**Exercise directions**
Print the records below again without any changes, beginning at the line that contains "Find the roof" and continuing through the final line of the records.

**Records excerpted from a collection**

----

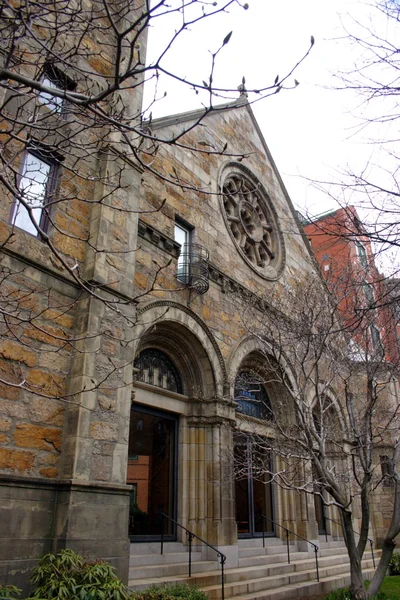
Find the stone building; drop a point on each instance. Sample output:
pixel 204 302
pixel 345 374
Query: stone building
pixel 124 354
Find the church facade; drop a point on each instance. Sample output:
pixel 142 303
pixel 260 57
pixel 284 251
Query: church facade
pixel 126 399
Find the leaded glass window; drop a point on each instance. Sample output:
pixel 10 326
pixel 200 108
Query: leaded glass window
pixel 156 368
pixel 251 396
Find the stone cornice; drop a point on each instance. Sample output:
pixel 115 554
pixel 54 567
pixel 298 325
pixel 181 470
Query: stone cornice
pixel 226 283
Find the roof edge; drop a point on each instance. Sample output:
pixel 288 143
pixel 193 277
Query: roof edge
pixel 197 114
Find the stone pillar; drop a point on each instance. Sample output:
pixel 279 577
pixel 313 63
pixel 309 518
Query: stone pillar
pixel 93 500
pixel 208 503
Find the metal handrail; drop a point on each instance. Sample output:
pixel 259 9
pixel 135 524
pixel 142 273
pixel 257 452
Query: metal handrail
pixel 371 541
pixel 190 536
pixel 316 548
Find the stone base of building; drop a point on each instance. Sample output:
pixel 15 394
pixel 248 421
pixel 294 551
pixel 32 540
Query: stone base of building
pixel 38 517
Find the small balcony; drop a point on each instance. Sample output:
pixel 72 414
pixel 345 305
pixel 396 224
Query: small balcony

----

**Exercise answer**
Find the roof edge; drop a point on each instance. Sample output:
pixel 288 143
pixel 193 277
Query: roof edge
pixel 197 114
Find the stone pillar; drop a point on each instance. Sample output:
pixel 279 577
pixel 313 63
pixel 309 518
Query: stone pillar
pixel 93 500
pixel 208 503
Find the metal handrail; drop a point on each instance. Sample output:
pixel 259 9
pixel 135 524
pixel 142 273
pixel 257 452
Query: metal handrail
pixel 371 541
pixel 190 536
pixel 316 548
Find the stone base of building; drop a point on each instance. Sample output:
pixel 15 394
pixel 248 421
pixel 294 551
pixel 32 540
Query: stone base of building
pixel 38 517
Find the small balcony; drop a point on each instance. Sample output:
pixel 72 414
pixel 345 305
pixel 396 224
Query: small balcony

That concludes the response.